TASK BRIEF:
Return the exact lines spanning from the line with "# drop a point" through the last line of the entries, boundaries included, and no others.

WORKING DATA:
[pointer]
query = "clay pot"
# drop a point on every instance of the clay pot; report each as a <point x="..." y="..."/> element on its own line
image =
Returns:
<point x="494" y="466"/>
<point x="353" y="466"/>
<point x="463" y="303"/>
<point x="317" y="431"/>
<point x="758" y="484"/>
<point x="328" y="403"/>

WRITTEN ANSWER:
# drop a point on every instance of the clay pot; report each as a <point x="..." y="..."/> element on its own line
image =
Returns:
<point x="494" y="466"/>
<point x="353" y="466"/>
<point x="463" y="303"/>
<point x="317" y="431"/>
<point x="758" y="484"/>
<point x="328" y="403"/>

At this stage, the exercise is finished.